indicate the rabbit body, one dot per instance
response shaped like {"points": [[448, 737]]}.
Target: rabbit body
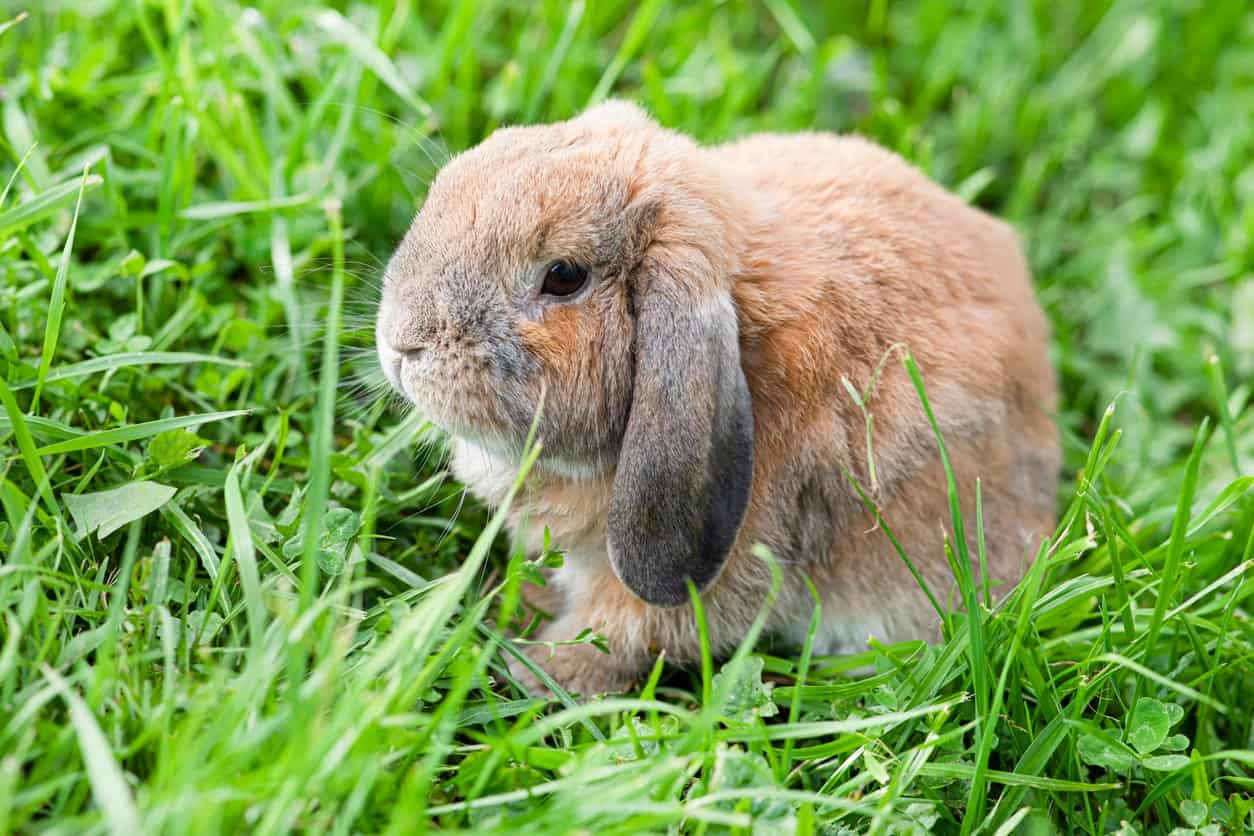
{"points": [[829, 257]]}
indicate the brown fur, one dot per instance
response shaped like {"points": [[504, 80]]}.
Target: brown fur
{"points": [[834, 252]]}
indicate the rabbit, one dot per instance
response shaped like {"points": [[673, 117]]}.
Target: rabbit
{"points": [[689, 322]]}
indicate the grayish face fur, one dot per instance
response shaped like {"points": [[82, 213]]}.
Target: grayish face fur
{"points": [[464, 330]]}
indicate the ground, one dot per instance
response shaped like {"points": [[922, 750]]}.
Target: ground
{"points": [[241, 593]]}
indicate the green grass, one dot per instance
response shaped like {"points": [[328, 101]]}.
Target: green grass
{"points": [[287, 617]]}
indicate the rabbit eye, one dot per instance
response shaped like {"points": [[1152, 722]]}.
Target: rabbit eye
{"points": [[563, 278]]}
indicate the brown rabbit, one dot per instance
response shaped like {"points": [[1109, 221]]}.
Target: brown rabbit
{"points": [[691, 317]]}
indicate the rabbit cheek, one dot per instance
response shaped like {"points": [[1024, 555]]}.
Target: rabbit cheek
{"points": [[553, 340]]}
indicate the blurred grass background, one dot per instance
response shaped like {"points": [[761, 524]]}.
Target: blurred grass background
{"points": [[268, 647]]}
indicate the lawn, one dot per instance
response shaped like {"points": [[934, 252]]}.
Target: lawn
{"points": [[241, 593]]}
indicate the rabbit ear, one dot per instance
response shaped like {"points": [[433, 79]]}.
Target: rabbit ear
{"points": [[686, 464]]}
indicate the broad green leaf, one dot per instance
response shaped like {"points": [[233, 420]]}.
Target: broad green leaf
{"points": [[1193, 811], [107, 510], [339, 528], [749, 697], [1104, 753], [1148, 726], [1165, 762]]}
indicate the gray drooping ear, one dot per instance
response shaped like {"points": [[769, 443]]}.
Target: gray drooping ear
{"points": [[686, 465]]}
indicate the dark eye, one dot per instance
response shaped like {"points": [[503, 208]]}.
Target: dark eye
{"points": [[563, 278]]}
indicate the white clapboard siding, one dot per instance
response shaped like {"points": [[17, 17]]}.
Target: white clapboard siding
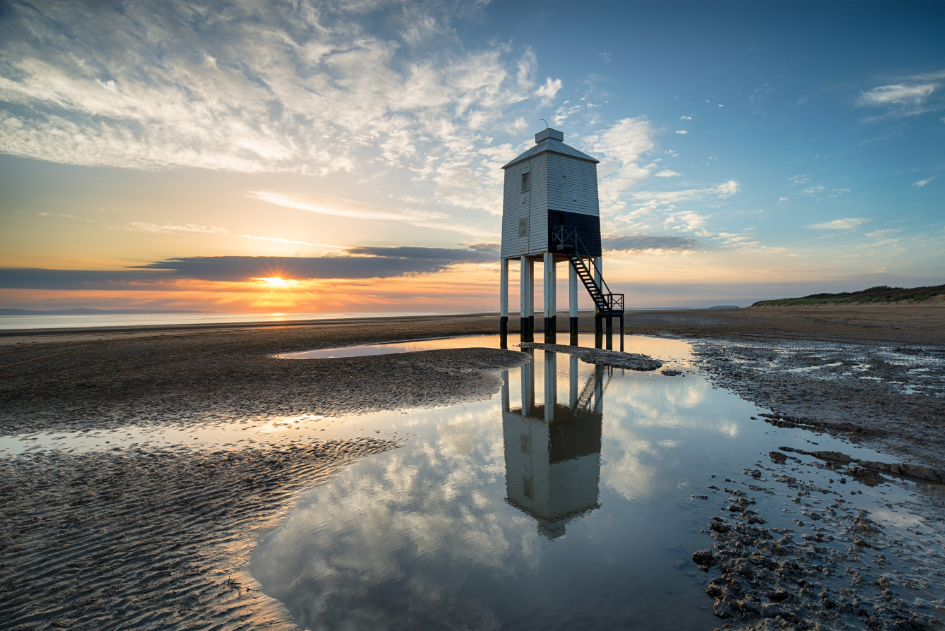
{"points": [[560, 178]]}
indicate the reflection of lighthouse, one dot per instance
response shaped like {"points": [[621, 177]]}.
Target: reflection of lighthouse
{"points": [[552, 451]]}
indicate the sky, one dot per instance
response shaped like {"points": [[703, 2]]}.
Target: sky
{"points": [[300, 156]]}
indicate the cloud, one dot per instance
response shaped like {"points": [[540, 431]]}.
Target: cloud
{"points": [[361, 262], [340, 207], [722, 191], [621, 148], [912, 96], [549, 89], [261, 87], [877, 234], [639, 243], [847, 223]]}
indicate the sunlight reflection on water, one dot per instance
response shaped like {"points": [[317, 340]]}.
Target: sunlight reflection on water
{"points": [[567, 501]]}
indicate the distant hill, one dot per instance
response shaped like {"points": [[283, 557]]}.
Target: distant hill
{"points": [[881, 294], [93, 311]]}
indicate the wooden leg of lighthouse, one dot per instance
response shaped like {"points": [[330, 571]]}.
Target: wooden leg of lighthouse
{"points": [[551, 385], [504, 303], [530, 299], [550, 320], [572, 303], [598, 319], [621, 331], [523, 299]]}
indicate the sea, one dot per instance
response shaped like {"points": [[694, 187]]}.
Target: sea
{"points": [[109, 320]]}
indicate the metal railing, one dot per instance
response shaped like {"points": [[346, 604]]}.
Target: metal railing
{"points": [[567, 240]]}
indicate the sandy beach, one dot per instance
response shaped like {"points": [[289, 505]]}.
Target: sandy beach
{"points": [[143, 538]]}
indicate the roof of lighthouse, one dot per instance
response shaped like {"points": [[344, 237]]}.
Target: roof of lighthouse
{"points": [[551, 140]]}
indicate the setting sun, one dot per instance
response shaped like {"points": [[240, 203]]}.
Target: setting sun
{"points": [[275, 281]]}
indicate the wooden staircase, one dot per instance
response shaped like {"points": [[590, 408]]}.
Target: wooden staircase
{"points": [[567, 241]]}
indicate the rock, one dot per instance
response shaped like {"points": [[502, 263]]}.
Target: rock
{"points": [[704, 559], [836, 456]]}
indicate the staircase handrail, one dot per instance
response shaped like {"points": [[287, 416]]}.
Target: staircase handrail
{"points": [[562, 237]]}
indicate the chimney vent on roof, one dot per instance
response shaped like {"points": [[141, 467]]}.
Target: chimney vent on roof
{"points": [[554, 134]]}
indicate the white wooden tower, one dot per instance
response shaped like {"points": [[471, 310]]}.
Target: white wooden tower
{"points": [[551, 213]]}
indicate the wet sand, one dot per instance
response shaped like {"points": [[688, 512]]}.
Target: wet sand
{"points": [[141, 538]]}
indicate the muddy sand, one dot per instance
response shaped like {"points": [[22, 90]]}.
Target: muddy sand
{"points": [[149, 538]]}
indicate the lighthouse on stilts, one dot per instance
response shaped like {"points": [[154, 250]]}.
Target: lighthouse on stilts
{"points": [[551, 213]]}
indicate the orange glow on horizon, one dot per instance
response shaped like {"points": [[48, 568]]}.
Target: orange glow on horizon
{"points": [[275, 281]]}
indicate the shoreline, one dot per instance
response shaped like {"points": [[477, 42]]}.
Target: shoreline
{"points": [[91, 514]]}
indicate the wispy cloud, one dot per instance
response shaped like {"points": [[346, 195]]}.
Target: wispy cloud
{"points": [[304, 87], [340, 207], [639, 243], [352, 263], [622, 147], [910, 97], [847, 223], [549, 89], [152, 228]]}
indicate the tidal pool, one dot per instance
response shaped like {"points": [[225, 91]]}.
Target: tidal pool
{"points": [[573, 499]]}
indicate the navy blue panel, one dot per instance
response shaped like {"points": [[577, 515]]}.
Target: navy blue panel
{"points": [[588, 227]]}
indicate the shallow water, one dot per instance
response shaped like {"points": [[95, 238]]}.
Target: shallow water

## TO BE DONE
Skip the pictures, then retype every line above exactly.

## OUTPUT BELOW
indicate the rabbit body, one dot per instance
response shaped like {"points": [[448, 737]]}.
Target: rabbit body
{"points": [[829, 257]]}
indicate the brown fur, one dot per instance
response shaped like {"points": [[504, 80]]}.
Target: brown fur
{"points": [[834, 252]]}
indicate the rabbit, one dot per instance
response shaped like {"points": [[673, 117]]}.
Target: rabbit
{"points": [[689, 322]]}
indicate the grayish face fur, one dot per instance
response shaped like {"points": [[82, 213]]}.
Target: grayish face fur
{"points": [[464, 330]]}
indicate the ground, one dot per instance
response shaped like {"points": [[922, 750]]}.
Target: ground
{"points": [[241, 593]]}
indicate the green grass, one dot per instance
response shaped like {"points": [[328, 101]]}.
Target: green grass
{"points": [[287, 617]]}
indicate the rabbit eye, one dot per instance
response shaped like {"points": [[1152, 722]]}.
Target: rabbit eye
{"points": [[563, 278]]}
indicate the brown rabbit, one dot per instance
response shaped like {"points": [[1109, 221]]}.
Target: brown rabbit
{"points": [[691, 317]]}
indicate the rabbit cheek, one dot per instance
response shaped like {"points": [[1024, 555]]}.
Target: rabbit cheek
{"points": [[553, 340]]}
indicate the blurred grass background, one dot per instance
response shaped like {"points": [[761, 524]]}.
Target: blurred grass background
{"points": [[268, 647]]}
indicate the lawn, one dot per instance
response shaped like {"points": [[934, 252]]}.
Target: lawn
{"points": [[241, 593]]}
indicate the rabbit ear, one dot per instance
response shaped like {"points": [[433, 79]]}.
Target: rabbit ear
{"points": [[686, 464]]}
indicate the broad green leaf, one dot per instance
response shaped like {"points": [[233, 420]]}.
Target: broad green leaf
{"points": [[1193, 811], [107, 510], [339, 528], [749, 697], [1104, 753], [1148, 726], [1165, 762]]}
indicate the gray drooping ear, one dot per instance
response shaped like {"points": [[769, 443]]}.
Target: gray drooping ear
{"points": [[686, 465]]}
indicate the dark eye, one dot per instance
response shaped like {"points": [[503, 208]]}.
Target: dark eye
{"points": [[563, 278]]}
indicate the white clapboard siding, one dot per instance
response shaped like {"points": [[17, 17]]}.
Target: white clapboard siding
{"points": [[560, 178]]}
indicate the reflection of lighthouse, one dot per instance
response shaped like {"points": [[621, 177]]}.
Target: reflection of lighthouse
{"points": [[552, 451]]}
indicate the sky, one dot per instance
response shaped like {"points": [[703, 2]]}.
Target: sky
{"points": [[300, 156]]}
indicate the cloud, one dot per instance
response shaped like {"points": [[540, 431]]}.
Target: cloud
{"points": [[361, 262], [340, 207], [722, 191], [621, 148], [912, 96], [549, 89], [261, 87], [877, 234], [639, 243], [847, 223]]}
indicate the sunlight reflection on water, one dot per instance
response shaped like {"points": [[317, 340]]}.
Target: sunlight reflection on water
{"points": [[567, 501]]}
indicate the distant hill, one dot per instance
response shaped like {"points": [[283, 557]]}.
Target: distant hill
{"points": [[881, 294], [93, 311]]}
indicate the wooden leg of lighthouse, one dot per instance
response shaped like {"points": [[330, 571]]}.
Target: wooden leg of lighthouse
{"points": [[551, 385], [504, 303], [530, 299], [550, 320], [572, 303], [598, 319], [621, 331], [523, 299]]}
indicate the sea, one dot per instance
response shaped like {"points": [[694, 187]]}.
Target: sea
{"points": [[109, 320]]}
indicate the metal railing, one dot per instance
response shaped like {"points": [[346, 604]]}.
Target: metal railing
{"points": [[567, 240]]}
indicate the sandy beach, one dot per instance
response shaped like {"points": [[289, 505]]}.
Target: sandy beach
{"points": [[143, 538]]}
indicate the roof of lighthouse, one dot per instance
response shaped like {"points": [[344, 237]]}.
Target: roof of lighthouse
{"points": [[551, 140]]}
indicate the setting sun, one dot per instance
response shaped like {"points": [[240, 203]]}.
Target: setting sun
{"points": [[275, 281]]}
indicate the wooden staircase, one dot per instance
response shaped like {"points": [[590, 408]]}.
Target: wooden staircase
{"points": [[567, 241]]}
indicate the rock, one dot per instance
response shaped like {"points": [[502, 263]]}.
Target: rock
{"points": [[704, 559], [836, 456]]}
indicate the staircase handrail, one dot per instance
response shaped like {"points": [[287, 416]]}.
Target: staircase handrail
{"points": [[562, 237]]}
indicate the chimney vent on roof, one dot per instance
response shaped like {"points": [[141, 467]]}.
Target: chimney vent on roof
{"points": [[554, 134]]}
indicate the white wooden tower, one dot per instance
response shaped like {"points": [[471, 310]]}.
Target: white wooden tower
{"points": [[551, 213]]}
indicate the wet sand, one dot per instance
response shaped like {"points": [[688, 512]]}.
Target: wet sand
{"points": [[141, 538]]}
indicate the muddy sand, one dot per instance
response shaped like {"points": [[22, 90]]}.
Target: muddy sand
{"points": [[149, 538]]}
indicate the lighthouse on stilts, one dot per instance
response shaped like {"points": [[154, 250]]}.
Target: lighthouse on stilts
{"points": [[551, 213]]}
indicate the orange glow on horizon, one dot per instance
response shaped like {"points": [[48, 568]]}.
Target: orange glow on horizon
{"points": [[275, 281]]}
indicate the shoreline, one dot per instance
response shaped like {"points": [[477, 42]]}.
Target: shoreline
{"points": [[91, 514]]}
indicate the wispy cloud, one dot per instance
response shaped like {"points": [[346, 195]]}.
Target: wispy cloud
{"points": [[304, 87], [340, 207], [639, 243], [352, 263], [622, 147], [910, 97], [847, 223], [549, 89], [152, 228]]}
indicate the tidal pool, one dot per instance
response shaped like {"points": [[225, 91]]}.
Target: tidal pool
{"points": [[573, 499]]}
indicate the navy blue panel, one dot per instance
response shaped like {"points": [[577, 515]]}.
Target: navy blue panel
{"points": [[588, 227]]}
indicate the shallow water, one dot per instance
response shaped like {"points": [[95, 238]]}.
Target: shallow water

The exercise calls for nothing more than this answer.